Directive
Please copy every row below word for word, leaving out the pictures.

Recorded information
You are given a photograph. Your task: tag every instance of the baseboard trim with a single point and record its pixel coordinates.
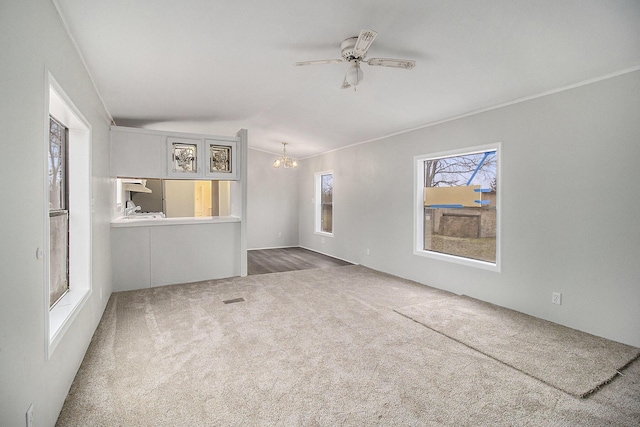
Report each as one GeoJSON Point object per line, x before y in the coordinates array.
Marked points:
{"type": "Point", "coordinates": [274, 247]}
{"type": "Point", "coordinates": [329, 255]}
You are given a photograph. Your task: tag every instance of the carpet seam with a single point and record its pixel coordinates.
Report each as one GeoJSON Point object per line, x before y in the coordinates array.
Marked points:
{"type": "Point", "coordinates": [581, 395]}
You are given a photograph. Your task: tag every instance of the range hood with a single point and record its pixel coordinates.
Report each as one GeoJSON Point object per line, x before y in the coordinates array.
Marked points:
{"type": "Point", "coordinates": [139, 187]}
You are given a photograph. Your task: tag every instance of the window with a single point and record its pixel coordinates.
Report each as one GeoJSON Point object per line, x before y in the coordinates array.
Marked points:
{"type": "Point", "coordinates": [457, 206]}
{"type": "Point", "coordinates": [324, 202]}
{"type": "Point", "coordinates": [69, 192]}
{"type": "Point", "coordinates": [58, 213]}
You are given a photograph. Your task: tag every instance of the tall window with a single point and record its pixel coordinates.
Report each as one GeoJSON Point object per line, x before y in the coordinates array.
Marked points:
{"type": "Point", "coordinates": [458, 206]}
{"type": "Point", "coordinates": [58, 211]}
{"type": "Point", "coordinates": [324, 202]}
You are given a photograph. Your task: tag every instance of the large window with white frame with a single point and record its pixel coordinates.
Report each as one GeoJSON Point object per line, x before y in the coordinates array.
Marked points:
{"type": "Point", "coordinates": [457, 206]}
{"type": "Point", "coordinates": [324, 203]}
{"type": "Point", "coordinates": [67, 243]}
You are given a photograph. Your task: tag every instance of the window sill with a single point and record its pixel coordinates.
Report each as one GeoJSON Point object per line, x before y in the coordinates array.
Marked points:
{"type": "Point", "coordinates": [324, 233]}
{"type": "Point", "coordinates": [459, 260]}
{"type": "Point", "coordinates": [63, 313]}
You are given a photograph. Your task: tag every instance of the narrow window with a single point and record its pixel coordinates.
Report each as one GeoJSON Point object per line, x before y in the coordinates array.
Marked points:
{"type": "Point", "coordinates": [58, 212]}
{"type": "Point", "coordinates": [324, 202]}
{"type": "Point", "coordinates": [458, 205]}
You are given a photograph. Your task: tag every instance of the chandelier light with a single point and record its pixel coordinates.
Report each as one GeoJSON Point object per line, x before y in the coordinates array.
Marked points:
{"type": "Point", "coordinates": [284, 160]}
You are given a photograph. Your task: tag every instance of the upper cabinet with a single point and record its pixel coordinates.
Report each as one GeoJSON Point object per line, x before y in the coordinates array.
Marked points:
{"type": "Point", "coordinates": [156, 154]}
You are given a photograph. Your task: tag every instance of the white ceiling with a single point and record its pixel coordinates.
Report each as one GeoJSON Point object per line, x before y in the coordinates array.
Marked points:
{"type": "Point", "coordinates": [217, 66]}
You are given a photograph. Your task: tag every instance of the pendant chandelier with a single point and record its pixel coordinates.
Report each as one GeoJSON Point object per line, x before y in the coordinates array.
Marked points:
{"type": "Point", "coordinates": [284, 160]}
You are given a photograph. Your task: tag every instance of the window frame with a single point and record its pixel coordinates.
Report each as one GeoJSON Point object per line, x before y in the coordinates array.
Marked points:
{"type": "Point", "coordinates": [79, 198]}
{"type": "Point", "coordinates": [318, 203]}
{"type": "Point", "coordinates": [418, 232]}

Response to this task
You are given a photograph. Your task: tag every instance of the baseboard trim with a single point and record its pixel coordinates.
Report each as one GeoJSON Point object per line, x before y in the coordinates array.
Marked points:
{"type": "Point", "coordinates": [274, 247]}
{"type": "Point", "coordinates": [329, 255]}
You are given a photograph. Your task: tag every instance of the carpet seam with a single point and record its pixel coordinates.
Report each as one GeoJSON Point object per line, x before y in the coordinates array.
Marked points:
{"type": "Point", "coordinates": [581, 395]}
You are given a photograph. Your task: tag every instance of the range hood with a single point and record its pixel coordinates.
Report each as one GeoJSON Point object per line, x before y in the coordinates array.
Marked points:
{"type": "Point", "coordinates": [139, 187]}
You are given a photograph. Your task: tag every instance of the window with a single point and record its pixel coordinates.
Report each as one GeoJSON Point object per line, x before y in the coordinates array.
Marked points:
{"type": "Point", "coordinates": [457, 206]}
{"type": "Point", "coordinates": [324, 202]}
{"type": "Point", "coordinates": [69, 192]}
{"type": "Point", "coordinates": [58, 213]}
You are given a photograph. Your task: tag every instance of the tall window with a single point and record its pixel coordinates.
Report each as one GeoJSON Point object per line, x before y in the coordinates array.
Marked points:
{"type": "Point", "coordinates": [458, 206]}
{"type": "Point", "coordinates": [58, 211]}
{"type": "Point", "coordinates": [324, 202]}
You are given a photograph. Your task: tag every instance of the large window with white frame with a single point and record its pixel coordinates.
Report each as one GeoJSON Point object per line, x before y in the coordinates array.
Marked points:
{"type": "Point", "coordinates": [457, 206]}
{"type": "Point", "coordinates": [324, 203]}
{"type": "Point", "coordinates": [67, 243]}
You are given a photograph. Your task: tag every instance of the window sill with a single point and record its pixel coordinates.
Report each as one GeoJSON Point object per line, x before y in the coordinates array.
Marked points:
{"type": "Point", "coordinates": [324, 233]}
{"type": "Point", "coordinates": [459, 260]}
{"type": "Point", "coordinates": [63, 313]}
You are given a photograph. Your task: tag every instance of the narrow window with a single point and record its pixel coordinates.
Report each as one GeoJSON Point object per line, x before y in the coordinates array.
Marked points:
{"type": "Point", "coordinates": [58, 212]}
{"type": "Point", "coordinates": [324, 202]}
{"type": "Point", "coordinates": [458, 205]}
You are given a photograph. Your task: tag every instance of the chandelier light with a single point and record its pixel coordinates.
Report each as one GeoJSON Point object per line, x before y in the coordinates array.
Marked points:
{"type": "Point", "coordinates": [284, 160]}
You are given a photograph. Your task: tag every instance of the upper cabinet with a single point and record its pixel coordinates.
Report each as one GeoJSON Point object per line, x before y in the coordinates array.
Marked points:
{"type": "Point", "coordinates": [156, 154]}
You are given a photograph. Your task: tag every instance of the white ceiling with a single point and record its pixel coordinates.
Report each as one GeoJSON Point object per line, x before y in the coordinates array.
Marked points:
{"type": "Point", "coordinates": [217, 66]}
You are given a photograph. Your task: tag every instance of the pendant chandelier with a single point and record its pixel coordinates.
Report each as one GeoJSON Point object per line, x before y in the coordinates array.
Marked points:
{"type": "Point", "coordinates": [284, 160]}
You are given a photograph. Your task: tag every instance of the window frame with a single point and record its pixel coordinates.
Report each as one GeoJSON Point object per line, x before y in the coordinates array.
Marked points:
{"type": "Point", "coordinates": [79, 198]}
{"type": "Point", "coordinates": [318, 203]}
{"type": "Point", "coordinates": [418, 232]}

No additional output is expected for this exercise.